Exercise brief: Retype all of the material below word for word, leaving out the pictures.

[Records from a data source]
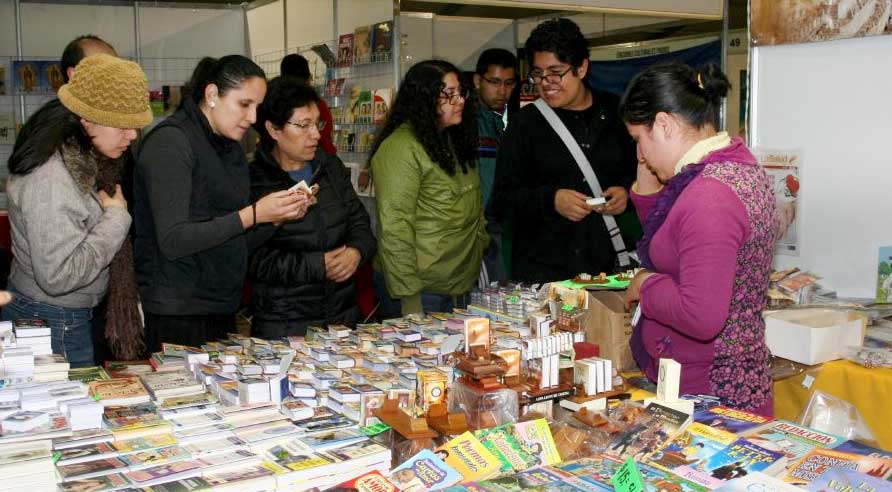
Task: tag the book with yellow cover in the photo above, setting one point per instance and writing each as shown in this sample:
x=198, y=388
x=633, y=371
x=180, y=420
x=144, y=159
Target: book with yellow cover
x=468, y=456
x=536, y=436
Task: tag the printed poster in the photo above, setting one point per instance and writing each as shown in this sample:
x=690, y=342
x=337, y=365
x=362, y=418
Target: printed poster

Answer to the task:
Task: tag the book with yellow cover in the photo above, setting one point per instance and writing each as shown in this sample:
x=198, y=388
x=633, y=371
x=180, y=420
x=144, y=159
Target: book with yellow cover
x=468, y=456
x=536, y=436
Task: tag the printed poster in the photo above, setting one point per instance and writing each as shown in this sample:
x=690, y=342
x=337, y=365
x=362, y=418
Target: printed poster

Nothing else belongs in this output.